Copy the text of every entry below word for word, and leave the pictures out.

# Input material start

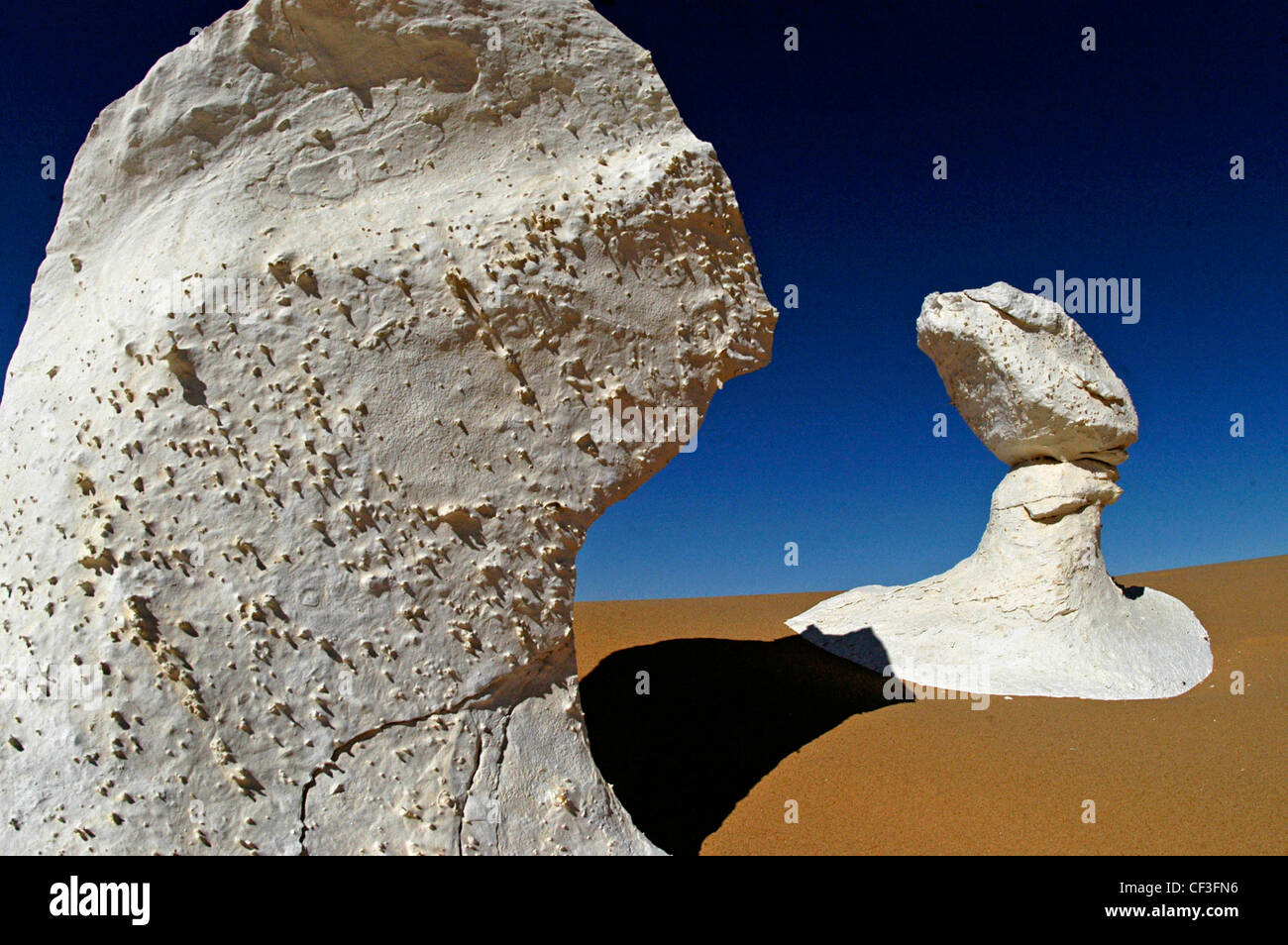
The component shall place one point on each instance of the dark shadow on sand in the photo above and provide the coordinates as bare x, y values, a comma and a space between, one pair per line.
717, 717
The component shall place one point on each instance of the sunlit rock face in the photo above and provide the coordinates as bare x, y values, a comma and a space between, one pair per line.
1033, 612
296, 450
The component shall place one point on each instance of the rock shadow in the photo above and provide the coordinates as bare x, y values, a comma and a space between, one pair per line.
716, 717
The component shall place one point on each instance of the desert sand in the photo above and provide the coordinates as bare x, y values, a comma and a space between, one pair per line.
742, 717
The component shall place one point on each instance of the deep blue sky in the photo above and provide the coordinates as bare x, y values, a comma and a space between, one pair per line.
1107, 163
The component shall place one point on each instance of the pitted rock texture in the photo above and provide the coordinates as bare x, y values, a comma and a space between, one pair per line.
296, 452
1025, 376
1033, 612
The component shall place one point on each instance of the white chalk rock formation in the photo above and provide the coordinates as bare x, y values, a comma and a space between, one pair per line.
1033, 612
296, 450
1025, 376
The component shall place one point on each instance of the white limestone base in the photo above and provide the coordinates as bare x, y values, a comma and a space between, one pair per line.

# Input material end

-- Solution to this task --
The component shall place one point on each instance of the dark shadow on sand in the photo above and provide the coordinates as bare x, y values, a comma and a space between, one pair per line.
717, 717
The component shall place one point on each instance of the sunlit rock face in the photo above and provide the coordinates as bare x, y values, a comma and a space between, one pair per line.
1033, 612
296, 450
The component shall place one point on each instance of the rock shadow in the photo above and provide the coordinates as bare x, y values, a comma and a space between, one pair per line.
716, 717
The component shall place one point on each instance of the desert sand in the photo above and provide the coordinates as bare x, y values, a comma and a space between, one pair per line.
742, 717
The component shall place one point on each instance of the deep blue sky in the photo above and provide the coordinates as bare x, y values, a comma and a space between, one pair per line.
1107, 163
The component shall place one point on each instance of the pitted rock texture in the photo above and provide the coordinates as bare x, y values, a comma and a space between, one pair per line.
296, 452
1025, 376
1033, 612
The component shall place one point on each instance of the white chalk rock formation in the photo above and provide the coordinates as bare x, y values, a comma and a space between, one pair per line.
1033, 612
296, 450
1025, 376
The component shall place one point on each instance of the white limestone base in the photo above and provide the coordinates as bare x, y values, a comma and a space between, one pair per line.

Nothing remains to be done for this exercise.